== REQUIRED TASKS ==
[a] In the passage on stress and mortality, how did the death rate of men who reported intense emotional stress compare with that of men who described their lives as calm and placid?
[b] Translate this sentence from the passage on stress and mortality into Spanish: "Having people to turn to and talk with, people who could offer solace, help and suggestions, protected them from the deadly impact of life's rigors and trauma."
[c] Quote the passage on stress and mortality word for word, starting with "Men who had" and going on through "serum cholesterol levels.".

== READING PASSAGE ==
*** Begin section ***

Men who had originally reported being under intense emotional stress had a death rate three times greater than those who said their lives were calm and placid. The emotional distress was due to events such as serious financial trouble, feeling insecure at work or being forced out of a job, being the object of a legal action, or going through a divorce. Having had three or more of these troubles within the year before the exam was a stronger predictor of dying within the ensuing seven years than were medical indicators such as high blood pressure, high concentrations of blood triglycerides, or high serum cholesterol levels.

Yet among men who said they had a dependable web of intimacy--a wife, close friends, and the like--there was no relationship whatever between high stress levels and death rate. Having people to turn to and talk with, people who could offer solace, help and suggestions, protected them from the deadly impact of life's rigors and trauma.

*** End section ***

[Records excerpted from a collection]
*** Begin section ***

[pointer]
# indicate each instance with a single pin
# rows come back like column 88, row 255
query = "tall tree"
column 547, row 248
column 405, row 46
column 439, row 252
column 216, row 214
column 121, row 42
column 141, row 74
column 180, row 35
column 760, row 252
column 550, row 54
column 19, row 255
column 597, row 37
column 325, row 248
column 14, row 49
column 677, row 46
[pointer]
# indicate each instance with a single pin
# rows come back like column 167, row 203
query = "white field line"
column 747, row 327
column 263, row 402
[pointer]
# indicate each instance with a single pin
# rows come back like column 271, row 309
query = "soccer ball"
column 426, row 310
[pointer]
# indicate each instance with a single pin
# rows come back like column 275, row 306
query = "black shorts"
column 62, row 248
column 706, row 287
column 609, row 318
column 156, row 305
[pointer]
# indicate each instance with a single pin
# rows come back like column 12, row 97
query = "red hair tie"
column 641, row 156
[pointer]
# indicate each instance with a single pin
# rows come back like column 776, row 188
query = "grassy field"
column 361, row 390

*** End section ***

== OUTPUTS BY TASK ==
[a] It was three times greater.

[b] Tener personas a quienes acudir y con quienes hablar, personas que podían ofrecer consuelo, ayuda y sugerencias, los protegía del impacto mortal de los rigores y el trauma de la vida.

[c]
Men who had originally reported being under intense emotional stress had a death rate three times greater than those who said their lives were calm and placid. The emotional distress was due to events such as serious financial trouble, feeling insecure at work or being forced out of a job, being the object of a legal action, or going through a divorce. Having had three or more of these troubles within the year before the exam was a stronger predictor of dying within the ensuing seven years than were medical indicators such as high blood pressure, high concentrations of blood triglycerides, or high serum cholesterol levels.